## START

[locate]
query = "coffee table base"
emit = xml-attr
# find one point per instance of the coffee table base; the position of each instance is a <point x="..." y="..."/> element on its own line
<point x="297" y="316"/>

## END

▸ TASK INSTRUCTIONS:
Write out this listing again, replacing "coffee table base" with "coffee table frame" and leaving everything else unchanged.

▸ TASK RESPONSE:
[locate]
query = "coffee table frame"
emit = xml-attr
# find one point per instance of the coffee table frame; the position of each instance is a <point x="..." y="..."/> element on its own line
<point x="297" y="316"/>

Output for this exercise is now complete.